• **ACTIVITY**: Condense the paragraph that begins "Nails get in contact with different kinds of materials" in the passage on overgrown dog nails below, keeping its main facts.

• **SOURCE PASSAGE**:
+---+
We get it, cutting your dog’s nails isn’t exactly a fun Saturday evening activity.
As tempting as it may seem, skipping your mutt’s grooming session can be dangerous – and not because long nails look unpleasing. Not only can overgrow, unhealthy nails cause pain for your dog, but they can also trigger irreversible damage that could’ve been easily avoided through a simple trimming session.
Dangers Of Overgrown Dog Nails
As we mentioned, overgrown dog nails can put your dog’s health at risk on different levels.
Long nails can easily split or break. If the claw happens to split on the quick’s level, which is where the blood vessels are located, such an accident can cause extreme pain for your dog.
Long nails touch the ground constantly, and in doing so, they dig into the soft tissue of the paw causing great pain and discomfort for the dog. It’s like wearing a shoe that’s too tight for humans.
A long nail can easily catch on carpets, fabrics, and furniture, which can cause the entire claw to be removed. Should that happen, you may even need to have your dog’s nail fixed surgically.
Nails get in contact with different kinds of materials and considering that each nail base has several blood vessels, it’s easy to see how your dog can get infected because of this part of its body. The longer the nail, the higher the chance your dog is going to catch an infection while walking, running, or playing.
Although this is an extreme case, malformations can indeed happen because of overgrown nails.
As we mentioned above, when nails get too long, they start exerting force into the nail bed every time your dog’s paw touches the ground. Should that happen for extended periods of time, it can realign the joints of the foreleg and make the foot flatter and more splayed.
The issue with this goes beyond the aesthetic problem, as it’s a functional one. Such dealignment and misdistribution of your dog’s weight make your pooch more prone to injuries.
In extreme cases, overgrown nails can even curve and grow into the pad of the paw, which leaves your dog with two issues: deformity and constant pain.
Although this is not as serious as the other risks, the aesthetic side of your dog is yet another aspect that can be affected by overgrown nails. There is no denying that long nails look unattractive, and if you want your pooch to look tidy and clean all the time, you ought to cut its nails regularly.
+---+
• **EXTRACTED DATA**:
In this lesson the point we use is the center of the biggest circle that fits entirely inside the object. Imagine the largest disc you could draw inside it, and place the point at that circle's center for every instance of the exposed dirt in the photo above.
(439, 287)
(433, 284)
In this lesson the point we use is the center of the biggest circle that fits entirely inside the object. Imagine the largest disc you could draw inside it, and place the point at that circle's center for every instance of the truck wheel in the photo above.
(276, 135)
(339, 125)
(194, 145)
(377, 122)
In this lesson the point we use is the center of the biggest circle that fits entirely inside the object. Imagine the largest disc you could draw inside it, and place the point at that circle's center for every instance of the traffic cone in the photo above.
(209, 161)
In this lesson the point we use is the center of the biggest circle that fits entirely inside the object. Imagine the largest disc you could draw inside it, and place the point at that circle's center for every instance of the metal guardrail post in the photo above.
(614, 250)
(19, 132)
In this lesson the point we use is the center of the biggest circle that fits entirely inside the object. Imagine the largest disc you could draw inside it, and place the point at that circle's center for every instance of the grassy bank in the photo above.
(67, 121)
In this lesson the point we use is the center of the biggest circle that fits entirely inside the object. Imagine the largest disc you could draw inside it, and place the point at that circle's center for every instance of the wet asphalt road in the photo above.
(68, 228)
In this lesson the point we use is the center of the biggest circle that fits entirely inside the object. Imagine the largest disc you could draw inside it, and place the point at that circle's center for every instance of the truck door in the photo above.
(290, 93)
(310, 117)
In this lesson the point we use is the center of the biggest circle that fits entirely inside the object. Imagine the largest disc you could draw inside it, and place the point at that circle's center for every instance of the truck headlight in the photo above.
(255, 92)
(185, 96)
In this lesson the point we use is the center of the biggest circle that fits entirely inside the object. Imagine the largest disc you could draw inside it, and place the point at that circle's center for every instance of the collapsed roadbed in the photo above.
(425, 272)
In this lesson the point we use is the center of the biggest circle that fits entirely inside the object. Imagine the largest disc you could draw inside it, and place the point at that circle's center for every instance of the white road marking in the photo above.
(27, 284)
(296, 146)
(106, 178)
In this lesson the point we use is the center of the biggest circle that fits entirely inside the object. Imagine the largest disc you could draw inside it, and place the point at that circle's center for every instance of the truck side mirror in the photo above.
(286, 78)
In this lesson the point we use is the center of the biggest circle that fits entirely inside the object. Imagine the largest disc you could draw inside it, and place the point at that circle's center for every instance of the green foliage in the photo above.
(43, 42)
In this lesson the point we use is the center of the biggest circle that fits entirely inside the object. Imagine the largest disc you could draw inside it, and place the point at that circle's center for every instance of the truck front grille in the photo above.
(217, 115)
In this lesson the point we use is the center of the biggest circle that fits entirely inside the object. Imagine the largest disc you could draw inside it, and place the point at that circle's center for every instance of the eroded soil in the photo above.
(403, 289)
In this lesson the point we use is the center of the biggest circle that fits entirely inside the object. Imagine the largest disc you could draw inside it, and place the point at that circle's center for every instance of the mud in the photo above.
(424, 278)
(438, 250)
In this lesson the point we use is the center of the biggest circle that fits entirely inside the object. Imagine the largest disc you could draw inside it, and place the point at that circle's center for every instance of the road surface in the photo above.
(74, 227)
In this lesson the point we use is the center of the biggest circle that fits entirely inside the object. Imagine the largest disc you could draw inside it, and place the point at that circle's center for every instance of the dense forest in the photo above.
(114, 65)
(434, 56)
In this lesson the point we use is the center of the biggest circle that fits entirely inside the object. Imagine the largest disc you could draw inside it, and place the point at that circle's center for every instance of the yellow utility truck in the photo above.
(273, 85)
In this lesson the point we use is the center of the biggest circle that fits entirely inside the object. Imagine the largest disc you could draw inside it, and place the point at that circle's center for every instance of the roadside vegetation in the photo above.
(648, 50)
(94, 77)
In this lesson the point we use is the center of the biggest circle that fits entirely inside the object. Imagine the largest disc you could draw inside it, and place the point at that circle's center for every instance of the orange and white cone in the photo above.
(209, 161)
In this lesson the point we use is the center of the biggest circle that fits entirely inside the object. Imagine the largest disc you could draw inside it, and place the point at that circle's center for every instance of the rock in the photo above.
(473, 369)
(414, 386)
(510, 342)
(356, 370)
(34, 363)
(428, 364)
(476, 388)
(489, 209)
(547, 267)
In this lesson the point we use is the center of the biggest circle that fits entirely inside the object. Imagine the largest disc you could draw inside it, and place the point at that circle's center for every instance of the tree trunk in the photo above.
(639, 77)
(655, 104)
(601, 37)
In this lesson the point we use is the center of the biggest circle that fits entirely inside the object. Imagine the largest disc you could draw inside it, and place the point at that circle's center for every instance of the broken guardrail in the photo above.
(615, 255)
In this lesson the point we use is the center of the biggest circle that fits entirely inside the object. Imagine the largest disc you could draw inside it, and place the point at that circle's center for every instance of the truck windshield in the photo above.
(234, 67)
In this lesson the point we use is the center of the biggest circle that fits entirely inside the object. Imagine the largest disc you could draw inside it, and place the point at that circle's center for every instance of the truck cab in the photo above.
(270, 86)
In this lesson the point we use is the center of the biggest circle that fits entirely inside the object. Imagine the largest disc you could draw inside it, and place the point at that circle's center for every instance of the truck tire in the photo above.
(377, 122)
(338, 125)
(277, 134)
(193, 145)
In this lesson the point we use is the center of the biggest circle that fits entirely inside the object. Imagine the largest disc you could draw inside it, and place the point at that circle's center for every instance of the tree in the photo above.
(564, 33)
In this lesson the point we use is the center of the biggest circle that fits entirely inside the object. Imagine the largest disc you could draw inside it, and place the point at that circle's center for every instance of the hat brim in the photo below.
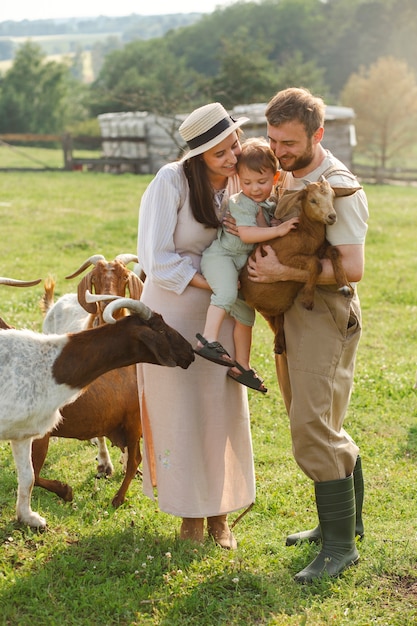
+---+
• **ANSWER TO THIS PROBLEM**: Nails touch many kinds of materials, and because each nail base has several blood vessels, a dog can easily get an infection there. The longer the nail, the greater the risk of infection while the dog walks, runs, or plays.